**DATASET CONTENT**
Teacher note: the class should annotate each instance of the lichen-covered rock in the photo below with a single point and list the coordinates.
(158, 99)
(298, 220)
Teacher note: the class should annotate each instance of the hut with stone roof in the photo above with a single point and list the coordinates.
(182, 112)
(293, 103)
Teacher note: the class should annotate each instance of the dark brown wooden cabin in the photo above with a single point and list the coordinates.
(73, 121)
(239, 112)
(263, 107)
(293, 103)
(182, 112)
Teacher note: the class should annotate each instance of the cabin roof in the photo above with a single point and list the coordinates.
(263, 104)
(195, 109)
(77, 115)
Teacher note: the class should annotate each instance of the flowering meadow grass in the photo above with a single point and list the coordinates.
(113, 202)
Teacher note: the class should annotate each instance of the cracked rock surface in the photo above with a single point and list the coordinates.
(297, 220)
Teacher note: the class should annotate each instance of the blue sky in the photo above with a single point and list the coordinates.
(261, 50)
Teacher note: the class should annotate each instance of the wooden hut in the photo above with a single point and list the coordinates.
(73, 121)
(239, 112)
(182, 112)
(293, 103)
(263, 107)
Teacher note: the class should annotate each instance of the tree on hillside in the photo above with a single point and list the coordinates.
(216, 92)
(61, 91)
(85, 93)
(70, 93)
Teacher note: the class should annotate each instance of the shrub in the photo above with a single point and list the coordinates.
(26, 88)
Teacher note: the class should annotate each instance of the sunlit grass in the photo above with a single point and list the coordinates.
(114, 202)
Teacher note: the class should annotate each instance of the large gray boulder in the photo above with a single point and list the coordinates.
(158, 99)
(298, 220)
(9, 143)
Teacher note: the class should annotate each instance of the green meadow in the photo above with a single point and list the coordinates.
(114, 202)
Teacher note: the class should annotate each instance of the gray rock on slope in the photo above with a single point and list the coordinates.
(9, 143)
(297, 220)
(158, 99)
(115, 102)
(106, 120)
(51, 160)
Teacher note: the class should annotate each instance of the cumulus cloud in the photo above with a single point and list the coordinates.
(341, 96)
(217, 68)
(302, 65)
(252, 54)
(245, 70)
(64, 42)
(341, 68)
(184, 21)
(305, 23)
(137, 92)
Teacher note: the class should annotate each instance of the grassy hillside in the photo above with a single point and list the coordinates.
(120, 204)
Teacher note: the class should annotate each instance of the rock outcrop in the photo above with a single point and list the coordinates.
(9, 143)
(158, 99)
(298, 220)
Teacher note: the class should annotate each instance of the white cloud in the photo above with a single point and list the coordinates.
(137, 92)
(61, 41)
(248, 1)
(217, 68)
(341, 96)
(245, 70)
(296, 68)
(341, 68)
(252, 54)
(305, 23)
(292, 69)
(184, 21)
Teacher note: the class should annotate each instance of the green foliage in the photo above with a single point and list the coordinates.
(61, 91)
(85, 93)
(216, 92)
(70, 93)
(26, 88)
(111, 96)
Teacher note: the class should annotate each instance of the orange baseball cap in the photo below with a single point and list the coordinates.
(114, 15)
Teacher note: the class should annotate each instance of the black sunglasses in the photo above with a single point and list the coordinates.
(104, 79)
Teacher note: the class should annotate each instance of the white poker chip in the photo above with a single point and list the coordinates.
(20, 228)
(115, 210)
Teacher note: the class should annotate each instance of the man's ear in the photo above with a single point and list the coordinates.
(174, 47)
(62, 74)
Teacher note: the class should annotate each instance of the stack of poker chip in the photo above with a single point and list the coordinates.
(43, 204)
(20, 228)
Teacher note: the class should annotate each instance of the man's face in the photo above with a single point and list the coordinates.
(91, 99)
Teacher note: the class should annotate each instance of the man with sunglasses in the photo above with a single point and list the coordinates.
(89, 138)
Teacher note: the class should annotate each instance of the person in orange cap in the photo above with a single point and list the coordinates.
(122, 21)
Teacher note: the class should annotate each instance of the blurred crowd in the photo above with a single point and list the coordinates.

**WORK REQUIRED**
Reproduce each entry exactly, leaving out nothing.

**RESPONSE TO THE TASK**
Teacher note: the class should annotate each instance of the lichen-covered rock in the photo below with a single point and list the coordinates.
(158, 99)
(298, 220)
Teacher note: the class should annotate each instance of the hut with stone roof in the photo above with a single point and list the coordinates.
(182, 112)
(293, 103)
Teacher note: the class should annotate each instance of the dark brown wooden cabin in the photo above with a single point and list the coordinates.
(73, 121)
(239, 112)
(263, 107)
(293, 103)
(182, 112)
Teacher note: the class should annotate each instance of the cabin roof in the photo above with a single point and list the coordinates.
(263, 104)
(195, 109)
(77, 115)
Teacher note: the class should annotate each instance of the flowering meadow grass in the photo above with a single point and list the coordinates.
(113, 202)
Teacher note: the class should annotate each instance of the cracked rock surface in the photo above with a single point and list the coordinates.
(297, 220)
Teacher note: the class should annotate each instance of the blue sky in the photo above with a single point and list the coordinates.
(261, 50)
Teacher note: the class should annotate each instance of the wooden hut in the photo above with a single point and list the coordinates.
(73, 121)
(239, 112)
(182, 112)
(293, 103)
(263, 107)
Teacher note: the class should annotate each instance of the tree on hillside in the photo above with a single point and list the coordinates.
(216, 92)
(61, 91)
(85, 93)
(70, 93)
Teacher note: the class should annotate each instance of the shrub in the photo above with a single point and list the coordinates.
(26, 88)
Teacher note: the class should annotate each instance of the sunlit grass in the photo above with a single point and list the coordinates.
(114, 202)
Teacher note: the class should annotate each instance of the large gray boulder in the photo above with a single point and list the coordinates.
(158, 99)
(298, 220)
(9, 143)
Teacher note: the class should annotate each instance of the green meadow in the photo above with a single point and list the coordinates.
(114, 202)
Teacher note: the class should annotate each instance of the gray rock on slope in the photo above with a single point and list the coordinates.
(9, 143)
(297, 220)
(158, 99)
(115, 102)
(106, 120)
(51, 160)
Teacher note: the class should annotate each instance of the cumulus cloud in the photo above with a single point and list the coordinates.
(341, 96)
(217, 68)
(302, 65)
(252, 54)
(245, 70)
(64, 42)
(341, 68)
(184, 21)
(305, 23)
(137, 92)
Teacher note: the class should annotate each instance of the grassy hillside in the photo above with a single point and list the coordinates.
(120, 204)
Teacher note: the class should annotate each instance of the rock outcrop in the photo above with a single point and list the coordinates.
(9, 143)
(158, 99)
(298, 220)
Teacher note: the class should annotate each instance of the white cloud in the photo above with a single point and list the coordinates.
(137, 92)
(61, 41)
(248, 1)
(217, 68)
(341, 96)
(245, 70)
(296, 68)
(341, 68)
(252, 54)
(305, 23)
(292, 69)
(184, 21)
Teacher note: the class should annotate each instance of the green foliage in the photo above with a single point and list the coordinates.
(61, 91)
(85, 93)
(216, 92)
(70, 93)
(26, 88)
(111, 96)
Teacher note: the class should annotate each instance of the orange baseball cap in the photo below with a single point and list the coordinates.
(114, 15)
Teacher note: the class should annotate each instance of the black sunglasses in the photo above with a single point and list the coordinates.
(104, 79)
Teacher note: the class should annotate each instance of the white poker chip in the photo above with a single point and list the coordinates.
(20, 228)
(115, 210)
Teacher note: the class should annotate each instance of the man's ear in the photo above with a single point and list the coordinates.
(174, 47)
(62, 74)
Teacher note: the class should annotate each instance of the stack of poker chip in the photo above with a single point and list the coordinates.
(43, 204)
(20, 228)
Teacher note: the class should annotate each instance of the man's face in the photo above with a single point and list the coordinates.
(91, 99)
Teacher note: the class should annotate each instance of the man with sunglasses in the photo above with a single point and list the coordinates.
(89, 138)
Teacher note: the class should annotate each instance of the person in orange cap in the photo above with a single point and list the coordinates.
(122, 21)
Teacher note: the class should annotate each instance of the blurred crowd in the photo above with a single point and list the coordinates.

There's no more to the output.